— Task description —
Lines of the data that contain the word "deck" are the ones to copy.

— Material provided —
↓↓↓

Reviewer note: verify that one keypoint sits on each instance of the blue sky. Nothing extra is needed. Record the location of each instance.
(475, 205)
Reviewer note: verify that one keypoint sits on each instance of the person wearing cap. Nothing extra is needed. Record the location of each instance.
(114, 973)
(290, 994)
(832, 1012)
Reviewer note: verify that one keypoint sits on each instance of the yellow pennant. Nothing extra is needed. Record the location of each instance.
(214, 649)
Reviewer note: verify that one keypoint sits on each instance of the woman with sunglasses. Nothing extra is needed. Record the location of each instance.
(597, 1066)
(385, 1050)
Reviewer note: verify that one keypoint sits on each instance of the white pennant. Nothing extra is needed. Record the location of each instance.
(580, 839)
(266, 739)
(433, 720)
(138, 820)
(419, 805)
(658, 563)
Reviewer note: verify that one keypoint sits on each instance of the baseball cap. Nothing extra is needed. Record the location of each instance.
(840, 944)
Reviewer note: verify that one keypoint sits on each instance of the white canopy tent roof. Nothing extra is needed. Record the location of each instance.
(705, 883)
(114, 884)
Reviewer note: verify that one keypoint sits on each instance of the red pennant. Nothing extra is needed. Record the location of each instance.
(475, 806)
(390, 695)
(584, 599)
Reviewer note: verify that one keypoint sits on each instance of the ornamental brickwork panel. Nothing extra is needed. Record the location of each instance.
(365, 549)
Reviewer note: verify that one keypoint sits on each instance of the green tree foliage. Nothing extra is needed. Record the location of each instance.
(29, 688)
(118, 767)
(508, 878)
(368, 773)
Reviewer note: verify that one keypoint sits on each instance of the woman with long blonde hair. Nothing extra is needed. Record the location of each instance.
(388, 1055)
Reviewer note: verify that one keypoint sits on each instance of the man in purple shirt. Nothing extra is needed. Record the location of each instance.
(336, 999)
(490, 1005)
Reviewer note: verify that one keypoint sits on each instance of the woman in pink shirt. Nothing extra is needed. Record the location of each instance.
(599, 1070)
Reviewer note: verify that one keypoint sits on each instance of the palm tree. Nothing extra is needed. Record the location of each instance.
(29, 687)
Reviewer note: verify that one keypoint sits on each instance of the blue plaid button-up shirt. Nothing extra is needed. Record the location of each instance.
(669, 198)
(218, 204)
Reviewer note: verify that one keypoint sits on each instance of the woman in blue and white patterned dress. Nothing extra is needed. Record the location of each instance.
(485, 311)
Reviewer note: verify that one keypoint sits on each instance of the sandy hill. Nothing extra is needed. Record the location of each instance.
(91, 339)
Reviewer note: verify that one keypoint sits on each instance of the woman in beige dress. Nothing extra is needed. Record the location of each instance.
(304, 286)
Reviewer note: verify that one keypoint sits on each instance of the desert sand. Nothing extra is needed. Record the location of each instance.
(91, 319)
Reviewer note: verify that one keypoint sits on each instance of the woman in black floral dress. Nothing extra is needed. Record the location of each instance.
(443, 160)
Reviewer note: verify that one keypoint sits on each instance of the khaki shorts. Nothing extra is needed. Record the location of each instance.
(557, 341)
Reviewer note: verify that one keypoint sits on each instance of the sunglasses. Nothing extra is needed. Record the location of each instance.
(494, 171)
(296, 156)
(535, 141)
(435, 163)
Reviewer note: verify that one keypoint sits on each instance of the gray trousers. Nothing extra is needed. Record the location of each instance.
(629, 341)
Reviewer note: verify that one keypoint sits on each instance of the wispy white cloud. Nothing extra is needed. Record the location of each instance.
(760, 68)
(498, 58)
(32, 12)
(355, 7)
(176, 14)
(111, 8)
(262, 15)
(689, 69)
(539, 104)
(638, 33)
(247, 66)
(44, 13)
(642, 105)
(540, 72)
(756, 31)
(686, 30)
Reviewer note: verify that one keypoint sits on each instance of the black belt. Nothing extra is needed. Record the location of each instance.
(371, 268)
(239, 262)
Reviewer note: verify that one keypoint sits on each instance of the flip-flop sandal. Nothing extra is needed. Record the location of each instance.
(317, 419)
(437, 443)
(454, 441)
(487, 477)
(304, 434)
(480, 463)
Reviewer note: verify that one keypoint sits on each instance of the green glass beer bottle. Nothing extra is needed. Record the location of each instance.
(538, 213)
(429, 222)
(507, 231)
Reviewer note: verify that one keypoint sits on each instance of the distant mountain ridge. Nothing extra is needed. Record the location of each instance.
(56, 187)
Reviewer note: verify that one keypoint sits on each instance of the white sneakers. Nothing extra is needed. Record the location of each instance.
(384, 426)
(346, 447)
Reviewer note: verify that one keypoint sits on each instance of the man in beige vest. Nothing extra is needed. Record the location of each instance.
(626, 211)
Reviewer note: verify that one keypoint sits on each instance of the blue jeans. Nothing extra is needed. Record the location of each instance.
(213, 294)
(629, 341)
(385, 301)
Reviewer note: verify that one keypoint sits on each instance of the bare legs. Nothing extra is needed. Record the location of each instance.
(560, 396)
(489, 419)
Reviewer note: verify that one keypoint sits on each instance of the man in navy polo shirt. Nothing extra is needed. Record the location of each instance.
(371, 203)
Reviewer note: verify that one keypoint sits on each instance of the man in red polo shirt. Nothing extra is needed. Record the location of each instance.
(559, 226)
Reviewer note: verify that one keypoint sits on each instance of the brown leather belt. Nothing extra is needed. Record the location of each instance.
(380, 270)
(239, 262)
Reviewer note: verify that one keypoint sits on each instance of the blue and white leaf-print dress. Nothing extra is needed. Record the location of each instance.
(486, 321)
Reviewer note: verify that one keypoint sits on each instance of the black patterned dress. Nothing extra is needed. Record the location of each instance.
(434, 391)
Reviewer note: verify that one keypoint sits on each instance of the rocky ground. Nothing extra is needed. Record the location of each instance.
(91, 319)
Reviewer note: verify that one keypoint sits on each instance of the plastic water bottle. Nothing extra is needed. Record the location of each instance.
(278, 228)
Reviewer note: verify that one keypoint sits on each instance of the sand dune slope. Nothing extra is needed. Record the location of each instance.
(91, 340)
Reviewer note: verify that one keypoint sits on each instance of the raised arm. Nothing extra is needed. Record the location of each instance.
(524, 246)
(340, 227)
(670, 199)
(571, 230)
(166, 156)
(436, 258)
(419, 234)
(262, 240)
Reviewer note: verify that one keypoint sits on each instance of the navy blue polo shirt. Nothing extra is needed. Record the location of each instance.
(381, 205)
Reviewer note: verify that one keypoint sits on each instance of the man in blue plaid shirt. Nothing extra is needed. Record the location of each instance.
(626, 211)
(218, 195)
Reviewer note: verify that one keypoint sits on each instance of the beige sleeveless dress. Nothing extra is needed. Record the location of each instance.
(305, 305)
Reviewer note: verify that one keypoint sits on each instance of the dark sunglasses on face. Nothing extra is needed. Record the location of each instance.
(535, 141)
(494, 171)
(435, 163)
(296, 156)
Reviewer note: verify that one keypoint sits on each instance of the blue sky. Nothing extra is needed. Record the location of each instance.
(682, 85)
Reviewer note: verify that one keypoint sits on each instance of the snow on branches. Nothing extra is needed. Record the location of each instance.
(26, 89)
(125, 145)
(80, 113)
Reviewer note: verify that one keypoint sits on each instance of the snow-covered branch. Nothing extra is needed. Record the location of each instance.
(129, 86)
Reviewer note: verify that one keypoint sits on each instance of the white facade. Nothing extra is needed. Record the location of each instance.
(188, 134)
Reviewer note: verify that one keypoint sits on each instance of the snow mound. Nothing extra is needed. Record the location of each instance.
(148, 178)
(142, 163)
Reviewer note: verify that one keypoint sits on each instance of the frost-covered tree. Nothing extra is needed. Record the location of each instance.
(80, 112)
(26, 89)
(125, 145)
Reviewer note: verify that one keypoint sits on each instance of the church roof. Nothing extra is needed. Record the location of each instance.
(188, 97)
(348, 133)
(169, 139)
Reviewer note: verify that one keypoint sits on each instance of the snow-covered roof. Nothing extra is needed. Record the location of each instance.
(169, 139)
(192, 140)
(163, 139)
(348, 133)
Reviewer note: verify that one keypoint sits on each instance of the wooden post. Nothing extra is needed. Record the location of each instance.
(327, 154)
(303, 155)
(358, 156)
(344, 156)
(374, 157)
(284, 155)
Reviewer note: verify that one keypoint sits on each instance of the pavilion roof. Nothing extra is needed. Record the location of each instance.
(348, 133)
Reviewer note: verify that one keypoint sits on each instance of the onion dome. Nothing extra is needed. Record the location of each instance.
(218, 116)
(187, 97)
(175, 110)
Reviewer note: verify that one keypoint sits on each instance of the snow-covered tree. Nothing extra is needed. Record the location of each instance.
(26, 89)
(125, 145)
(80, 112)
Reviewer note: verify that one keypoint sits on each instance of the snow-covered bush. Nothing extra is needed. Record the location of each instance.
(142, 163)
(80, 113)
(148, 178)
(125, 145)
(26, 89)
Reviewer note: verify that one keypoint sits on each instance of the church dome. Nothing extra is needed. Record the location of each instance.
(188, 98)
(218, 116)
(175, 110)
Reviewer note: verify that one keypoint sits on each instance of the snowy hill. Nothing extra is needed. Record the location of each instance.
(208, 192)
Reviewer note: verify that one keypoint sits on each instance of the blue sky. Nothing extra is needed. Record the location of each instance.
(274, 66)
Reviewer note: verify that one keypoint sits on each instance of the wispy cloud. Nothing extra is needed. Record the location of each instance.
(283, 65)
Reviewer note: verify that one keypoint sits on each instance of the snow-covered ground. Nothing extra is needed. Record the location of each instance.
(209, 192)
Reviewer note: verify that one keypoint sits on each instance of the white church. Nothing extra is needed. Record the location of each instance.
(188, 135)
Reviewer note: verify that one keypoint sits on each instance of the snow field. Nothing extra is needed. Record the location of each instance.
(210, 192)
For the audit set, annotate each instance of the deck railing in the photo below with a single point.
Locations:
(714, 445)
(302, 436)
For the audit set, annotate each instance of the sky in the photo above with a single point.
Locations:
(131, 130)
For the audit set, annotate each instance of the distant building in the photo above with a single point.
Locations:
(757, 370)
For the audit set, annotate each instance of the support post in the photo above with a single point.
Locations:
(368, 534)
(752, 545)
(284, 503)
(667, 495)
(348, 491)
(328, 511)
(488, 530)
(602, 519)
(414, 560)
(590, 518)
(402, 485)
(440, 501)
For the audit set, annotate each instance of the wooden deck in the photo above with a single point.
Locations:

↑↑↑

— Exercise response —
For the audit set, annotate each instance of the deck railing in the photo below with a single point.
For the audit set, annotate each instance of the wooden deck in the photo above with a single point.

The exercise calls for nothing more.